*Source extract*
"""
Homemade whipped cream is one of those foods that has a definite taste advantage over its store-bought counterparts. And, when you make whipped cream at home, you can control the amount and type of sweetener used.

 

Whipped cream really is just cream that has been agitated such that air is trapped in it, making it light and fluffy.

 

Making whipped cream from fresh goat milk cream is a great way to put an extra-special finish on your delicious homemade dessert.

 

There are two simple ways to make whipped cream: 1) with an electric mixer, or 2) with a jar.

 

  1. To use an electric mixer, place 1-2 cups of cream in a bowl. Mix on medium to high speed until the cream starts to thicken. When the cream makes stiff peaks that do not collapse, it is ready.
"""
*Exercises to complete*
[1] According to the whipped cream text, what are the two ways to make whipped cream?
[2] Pick up the whipped cream text after its final sentence and keep writing.
The entries that come after the whipped cream text aren't needed for anything here.

*Recorded data*
"""
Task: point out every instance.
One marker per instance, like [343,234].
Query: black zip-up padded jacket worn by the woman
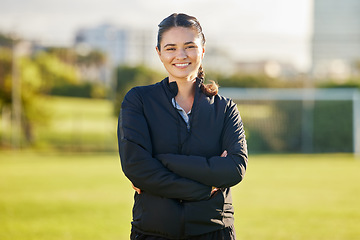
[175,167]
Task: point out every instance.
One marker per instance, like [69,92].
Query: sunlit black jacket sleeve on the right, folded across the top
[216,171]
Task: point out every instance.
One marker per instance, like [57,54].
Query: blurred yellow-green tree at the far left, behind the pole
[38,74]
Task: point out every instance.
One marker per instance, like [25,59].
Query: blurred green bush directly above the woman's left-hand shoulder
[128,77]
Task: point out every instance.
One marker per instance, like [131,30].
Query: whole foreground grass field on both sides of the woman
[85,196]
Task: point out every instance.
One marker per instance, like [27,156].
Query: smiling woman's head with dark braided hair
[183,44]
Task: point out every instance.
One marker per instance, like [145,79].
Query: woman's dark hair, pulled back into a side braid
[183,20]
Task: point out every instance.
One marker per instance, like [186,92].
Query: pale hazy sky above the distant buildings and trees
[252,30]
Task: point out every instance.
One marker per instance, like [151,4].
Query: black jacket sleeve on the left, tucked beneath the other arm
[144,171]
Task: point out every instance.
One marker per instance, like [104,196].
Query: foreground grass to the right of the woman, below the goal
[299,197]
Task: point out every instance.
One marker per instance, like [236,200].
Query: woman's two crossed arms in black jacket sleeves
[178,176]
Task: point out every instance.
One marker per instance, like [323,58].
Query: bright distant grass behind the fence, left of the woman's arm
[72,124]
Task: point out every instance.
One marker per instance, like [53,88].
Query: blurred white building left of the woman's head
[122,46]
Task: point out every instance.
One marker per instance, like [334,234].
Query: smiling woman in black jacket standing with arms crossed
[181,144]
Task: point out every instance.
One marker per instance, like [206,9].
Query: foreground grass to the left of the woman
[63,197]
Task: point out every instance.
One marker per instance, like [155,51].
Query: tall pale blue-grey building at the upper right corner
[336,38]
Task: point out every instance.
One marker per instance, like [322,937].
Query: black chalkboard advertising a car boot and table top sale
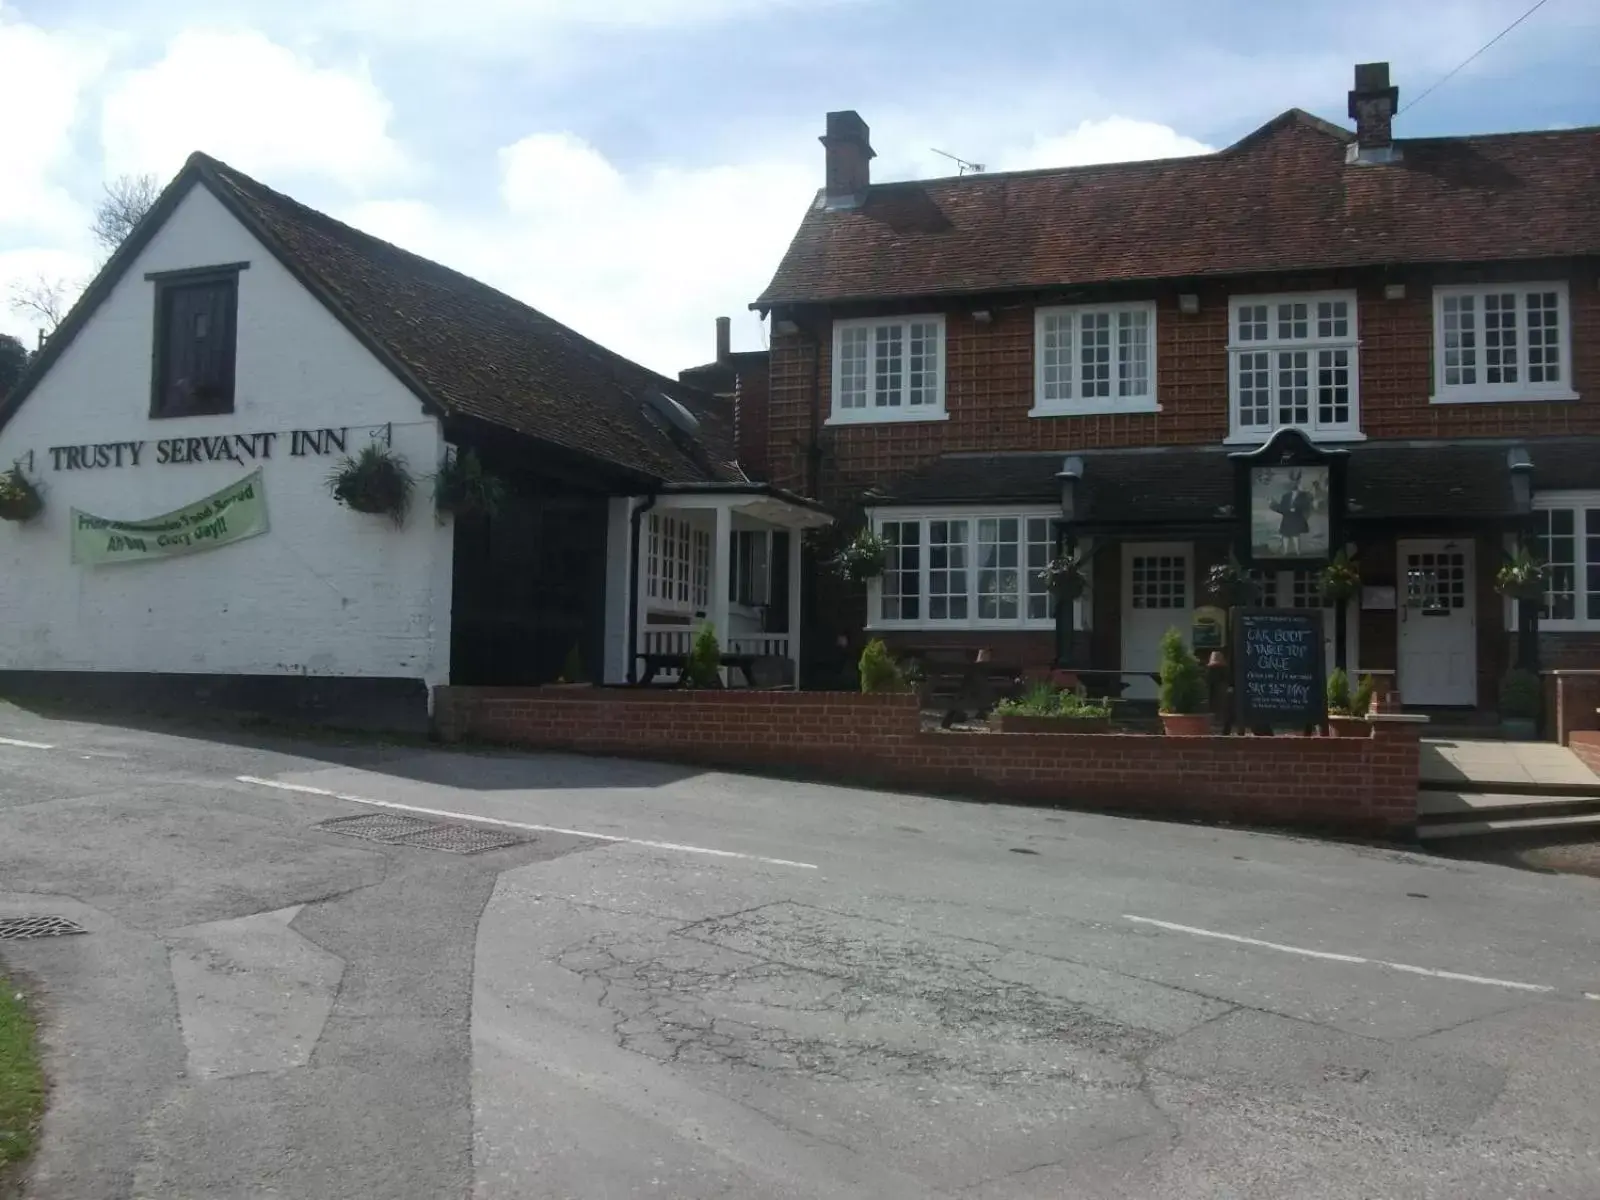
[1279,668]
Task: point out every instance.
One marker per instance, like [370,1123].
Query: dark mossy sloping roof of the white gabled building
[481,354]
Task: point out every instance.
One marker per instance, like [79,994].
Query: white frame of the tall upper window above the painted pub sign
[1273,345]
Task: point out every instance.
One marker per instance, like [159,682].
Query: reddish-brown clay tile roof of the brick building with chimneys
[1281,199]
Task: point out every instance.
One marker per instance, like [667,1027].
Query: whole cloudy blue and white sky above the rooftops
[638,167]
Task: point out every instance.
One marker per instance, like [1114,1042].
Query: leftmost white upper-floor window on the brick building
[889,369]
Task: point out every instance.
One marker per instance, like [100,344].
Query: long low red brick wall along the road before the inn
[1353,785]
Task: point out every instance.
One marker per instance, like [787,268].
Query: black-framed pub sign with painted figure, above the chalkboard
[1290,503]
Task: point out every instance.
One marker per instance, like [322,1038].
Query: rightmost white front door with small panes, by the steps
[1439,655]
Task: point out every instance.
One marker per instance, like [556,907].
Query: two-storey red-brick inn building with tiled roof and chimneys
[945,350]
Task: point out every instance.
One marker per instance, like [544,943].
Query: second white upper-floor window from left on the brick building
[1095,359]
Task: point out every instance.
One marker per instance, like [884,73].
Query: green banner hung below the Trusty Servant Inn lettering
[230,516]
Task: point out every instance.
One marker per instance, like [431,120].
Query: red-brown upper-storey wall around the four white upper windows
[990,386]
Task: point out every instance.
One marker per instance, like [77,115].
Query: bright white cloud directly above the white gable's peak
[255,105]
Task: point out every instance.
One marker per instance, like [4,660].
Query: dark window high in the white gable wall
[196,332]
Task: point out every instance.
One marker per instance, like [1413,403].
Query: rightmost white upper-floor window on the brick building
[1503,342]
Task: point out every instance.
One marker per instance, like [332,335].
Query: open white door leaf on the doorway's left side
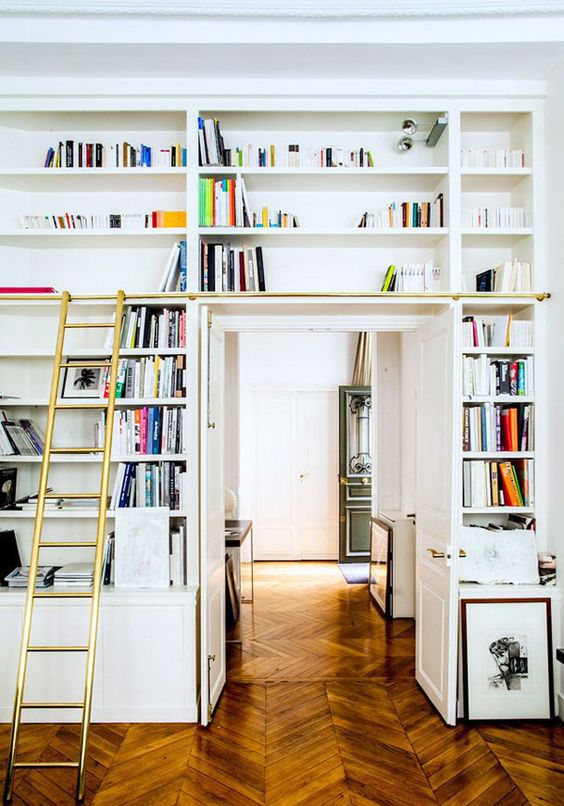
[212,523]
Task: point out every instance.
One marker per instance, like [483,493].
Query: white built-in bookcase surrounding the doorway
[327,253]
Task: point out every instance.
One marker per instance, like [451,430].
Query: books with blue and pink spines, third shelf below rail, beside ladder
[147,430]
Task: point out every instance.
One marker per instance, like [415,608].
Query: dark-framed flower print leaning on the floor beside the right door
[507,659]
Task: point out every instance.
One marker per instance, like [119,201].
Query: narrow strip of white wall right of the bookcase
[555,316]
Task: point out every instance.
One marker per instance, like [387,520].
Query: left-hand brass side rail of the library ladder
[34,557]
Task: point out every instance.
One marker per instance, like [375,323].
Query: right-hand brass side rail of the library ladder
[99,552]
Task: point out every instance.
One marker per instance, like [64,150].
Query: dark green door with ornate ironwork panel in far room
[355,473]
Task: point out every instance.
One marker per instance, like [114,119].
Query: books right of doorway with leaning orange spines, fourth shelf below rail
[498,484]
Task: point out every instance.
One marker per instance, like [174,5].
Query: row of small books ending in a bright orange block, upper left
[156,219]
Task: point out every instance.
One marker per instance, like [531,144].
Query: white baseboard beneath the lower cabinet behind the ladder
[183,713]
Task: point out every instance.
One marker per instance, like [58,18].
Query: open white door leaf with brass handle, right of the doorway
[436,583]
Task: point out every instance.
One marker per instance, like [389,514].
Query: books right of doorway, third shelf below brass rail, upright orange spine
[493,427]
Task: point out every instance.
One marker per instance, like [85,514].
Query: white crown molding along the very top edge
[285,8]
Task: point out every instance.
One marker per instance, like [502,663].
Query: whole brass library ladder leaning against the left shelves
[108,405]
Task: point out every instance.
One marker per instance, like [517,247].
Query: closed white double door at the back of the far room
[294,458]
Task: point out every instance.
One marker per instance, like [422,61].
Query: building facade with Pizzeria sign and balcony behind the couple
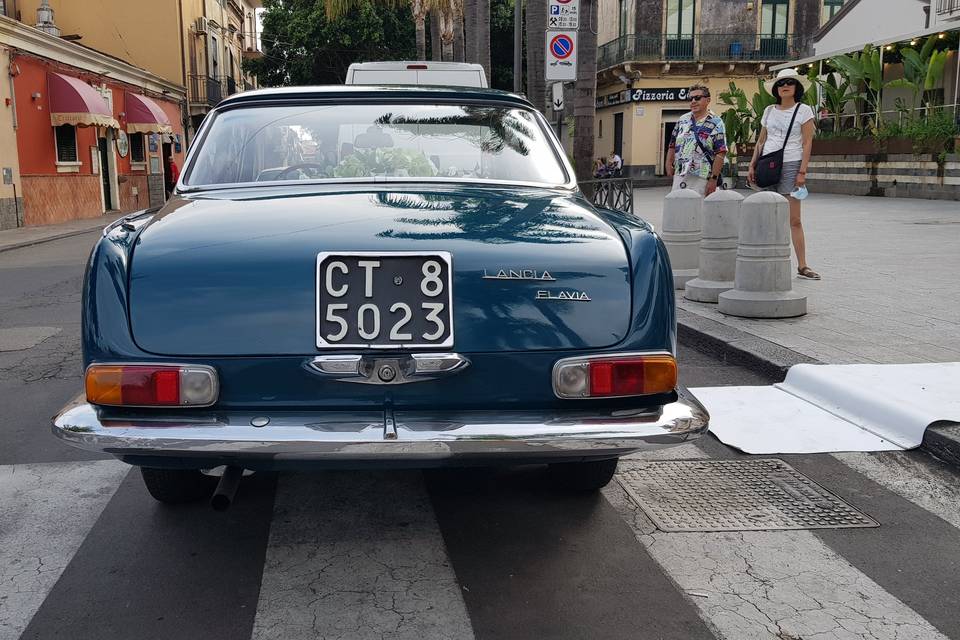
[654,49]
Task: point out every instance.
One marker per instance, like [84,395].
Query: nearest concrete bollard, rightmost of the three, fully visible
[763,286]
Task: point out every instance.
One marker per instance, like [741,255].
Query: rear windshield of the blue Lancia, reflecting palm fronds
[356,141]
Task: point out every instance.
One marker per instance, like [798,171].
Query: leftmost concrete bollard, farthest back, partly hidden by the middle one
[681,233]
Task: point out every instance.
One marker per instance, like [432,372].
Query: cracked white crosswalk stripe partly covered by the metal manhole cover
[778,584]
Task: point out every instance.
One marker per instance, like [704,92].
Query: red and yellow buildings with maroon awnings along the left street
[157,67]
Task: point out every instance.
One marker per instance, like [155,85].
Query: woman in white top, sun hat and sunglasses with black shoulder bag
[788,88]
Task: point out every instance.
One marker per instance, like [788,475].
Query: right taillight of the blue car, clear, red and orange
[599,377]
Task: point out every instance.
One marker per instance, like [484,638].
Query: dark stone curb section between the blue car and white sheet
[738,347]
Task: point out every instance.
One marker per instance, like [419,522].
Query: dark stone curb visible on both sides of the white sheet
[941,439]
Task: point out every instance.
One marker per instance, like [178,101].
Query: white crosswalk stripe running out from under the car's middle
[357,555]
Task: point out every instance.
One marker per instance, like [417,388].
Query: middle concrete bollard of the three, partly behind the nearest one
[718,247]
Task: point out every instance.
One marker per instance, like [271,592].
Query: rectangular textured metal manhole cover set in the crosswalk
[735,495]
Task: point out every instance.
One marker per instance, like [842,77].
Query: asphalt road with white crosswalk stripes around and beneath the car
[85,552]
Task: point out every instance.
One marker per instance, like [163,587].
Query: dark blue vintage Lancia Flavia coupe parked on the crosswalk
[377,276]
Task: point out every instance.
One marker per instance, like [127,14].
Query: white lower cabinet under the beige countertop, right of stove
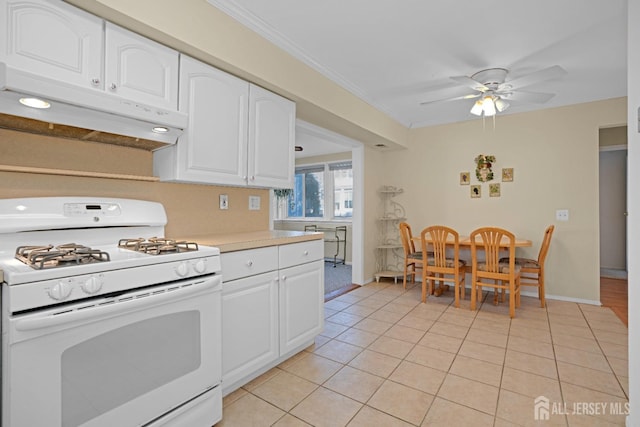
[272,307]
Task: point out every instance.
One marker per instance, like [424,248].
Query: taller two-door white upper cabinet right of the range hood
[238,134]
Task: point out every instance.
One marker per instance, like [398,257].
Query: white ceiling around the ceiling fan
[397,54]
"""
*Responses to the tasks*
[1] With an electric mixer or with a jar.

[2]
  2. For the jar method, place 1-2 cups of cream in a quart jar, and secure the lid tightly. If you use a different size jar, fill it only about half full or less. As the air in the jar is incorporated into the cream, it will expand, so you need to leave plenty of place to account for this.
  • Shake the jar continuously for 5-15 minutes. You will notice that the sound of the agitating cream eventually changes from a liquid “sloshing,” to a duller “thunking.”
  • Open the jar and check. If the cream has turned into a solid mass, you are finished.
  • With either method, you should be careful to stop as soon as the cream is sufficiently formed. If you continue to agitate it, you will end up with butter, instead.
  • Finally, you can also add sugar or other sweetener to the whipped cream, but you will want to do this carefully because too much stirring will release the trapped air and deflate your whipped cream.

 

Have fun and Enjoy!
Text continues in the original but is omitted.